Source extract =>
--- begin ---

Hey Zindians,
Quick question about the leaderboard 👀
I’ve been noticing quite a few submissions hitting ~0.99, which honestly feels very high given we’re supposed to be working with TerraClimate data only.
Just wanted to sanity check with everyone:
Not accusing anyone at all, just trying to understand how these scores are being achieved because under the current constraints it feels a bit surprising.
If it’s all legit, then clearly there’s something important about this dataset/setup that I’m missing 😅 would be great to learn.
Curious to hear what others think.
They're probably over fitting by using the wrong cross-validation method.
Hello @Koleshjr. I wanted to have a discussion on this. I think it is a data leakage from the data collector website.
for me to prevent this, the challenge should be set as a time series challenge @AJoel: Given potential (we may not have for some places) appearance of frog, and historical terraclimate data, can we identify frog presence at a given place.
Thanks @marching_learning That’s a really solid point, thanks for sharing this 🙏
The idea of potential leakage from the data collection side and the suggestion to frame it as a time series problem both make a lot of sense.
It would be great if the organizers @AJoel @meganomaly could take a closer look at this together with you to confirm whether this is happening and, if so, how best to address it.
Really appreciate you bringing this up 👏
Yes, but the problem is the leakage would still be a leakage. After all if I download that data, I would have the test set's future data.
Not necessarily, since they are posted updates every day. The solution is to go with all public data and rerun the top solutions on new collected data like for forecst challenges (e.g. AgriBora)

--- end ---

Records supplied =>
--- begin ---

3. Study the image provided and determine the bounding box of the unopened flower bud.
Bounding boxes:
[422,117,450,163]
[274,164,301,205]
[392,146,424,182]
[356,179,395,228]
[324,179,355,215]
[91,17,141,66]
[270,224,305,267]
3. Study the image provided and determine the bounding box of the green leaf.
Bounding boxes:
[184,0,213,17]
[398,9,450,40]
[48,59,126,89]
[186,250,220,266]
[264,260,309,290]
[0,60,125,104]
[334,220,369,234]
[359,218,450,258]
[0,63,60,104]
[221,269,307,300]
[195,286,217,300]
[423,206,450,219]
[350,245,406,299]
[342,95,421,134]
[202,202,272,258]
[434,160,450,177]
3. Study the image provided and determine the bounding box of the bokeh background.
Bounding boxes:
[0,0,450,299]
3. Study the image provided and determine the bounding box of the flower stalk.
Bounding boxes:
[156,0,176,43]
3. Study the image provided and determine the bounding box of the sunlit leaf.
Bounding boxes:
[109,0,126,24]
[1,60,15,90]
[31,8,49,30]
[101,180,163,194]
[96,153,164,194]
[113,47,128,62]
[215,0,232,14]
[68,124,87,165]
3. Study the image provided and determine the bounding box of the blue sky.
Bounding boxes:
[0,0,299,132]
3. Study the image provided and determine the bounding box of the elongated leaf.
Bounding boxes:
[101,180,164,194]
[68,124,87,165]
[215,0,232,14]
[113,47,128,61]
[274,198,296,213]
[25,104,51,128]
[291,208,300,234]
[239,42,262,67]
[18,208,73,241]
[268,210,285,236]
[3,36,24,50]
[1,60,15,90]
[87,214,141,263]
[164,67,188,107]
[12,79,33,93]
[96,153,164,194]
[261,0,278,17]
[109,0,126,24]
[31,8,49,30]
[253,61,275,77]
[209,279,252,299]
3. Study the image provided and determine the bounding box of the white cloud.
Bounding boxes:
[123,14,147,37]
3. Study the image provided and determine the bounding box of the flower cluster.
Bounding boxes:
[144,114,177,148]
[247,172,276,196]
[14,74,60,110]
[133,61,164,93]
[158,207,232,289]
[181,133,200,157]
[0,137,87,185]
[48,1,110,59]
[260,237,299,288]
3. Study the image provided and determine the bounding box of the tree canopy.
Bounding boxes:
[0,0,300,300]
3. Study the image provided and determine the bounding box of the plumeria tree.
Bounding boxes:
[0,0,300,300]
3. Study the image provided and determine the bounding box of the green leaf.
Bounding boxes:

--- end ---

Task set =>
1 – Reproduce the stretch of rows from the line containing "the flower cluster." through the last row, copying each line unchanged.
2 – Go on with the forum thread about the suspiciously high leaderboard scores, picking up after its final post.

The results =>
1 –
3. Study the image provided and determine the bounding box of the flower cluster.
Bounding boxes:
[144,114,177,148]
[247,172,276,196]
[14,74,60,110]
[133,61,164,93]
[158,207,232,289]
[181,133,200,157]
[0,137,87,185]
[48,1,110,59]
[260,237,299,288]
3. Study the image provided and determine the bounding box of the tree canopy.
Bounding boxes:
[0,0,300,300]
3. Study the image provided and determine the bounding box of the plumeria tree.
Bounding boxes:
[0,0,300,300]
3. Study the image provided and determine the bounding box of the green leaf.
Bounding boxes:

2 –
I don't think terraclimate has 2026 data yet if I am not mistaken.
You're right. It'll we hard to fully solve this except patience. I think during code review, Zindi will have a lot of work to do to make sure people are not using external available dataset to inflate score. That's being said my true score is around 0.92xx 😄
Nice!
Hello @marching_learning
I spent some more time digging into this and went down a bit of a rabbit hole trying to validate the earlier concerns around potential leakage. Based on the experiments I’ve run, it does appear that there is indeed a leakage issue, your earlier point was spot on.
That said, it may be manageable if the already stricter constraints that are in place of not using the raw lat , lon as features and the use of only the terraclimate features are enforced,
Sharing this in good faith so we can collectively ensure the competition remains fair and aligned with its objectives.
@AJoel @meganomaly
Very high scores are likely the result of using Lat-Lon as features. This is not a valid model approach and does not reflect a generalized model based entirely on climatic and environmental features. The use of Lat-Lon in any models will be disqualified during the post-challenge evaluation period.
I understand your concern about the use of latitude and longitude as features. However, achieving a score as high as 0.99 is extremely unlikely to be explained by lat–lon alone, unless there is some form of data leakage involved.
While lat–lon can indeed be powerful features, they typically do not lead to near-perfect performance in a properly validated setup. I’ve also checked this using cross-validation, and the results support this conclusion.
Yes I have the same conclusions as you @CodeJoe. This 0.99 score is not only due to lat/lon use. the gains of using lat/lon are very marginal.
I agree with both of you. In the end, the Zindi-EY team will review the models and submissions to ensure they meet the terms and conditions of the challenge. So, I suggest participants continue to submit valid model entries as they might end up being winners!
Haha, the only way to achieve .99 is using the lat/lon, and also there a probable high chance of data leakage.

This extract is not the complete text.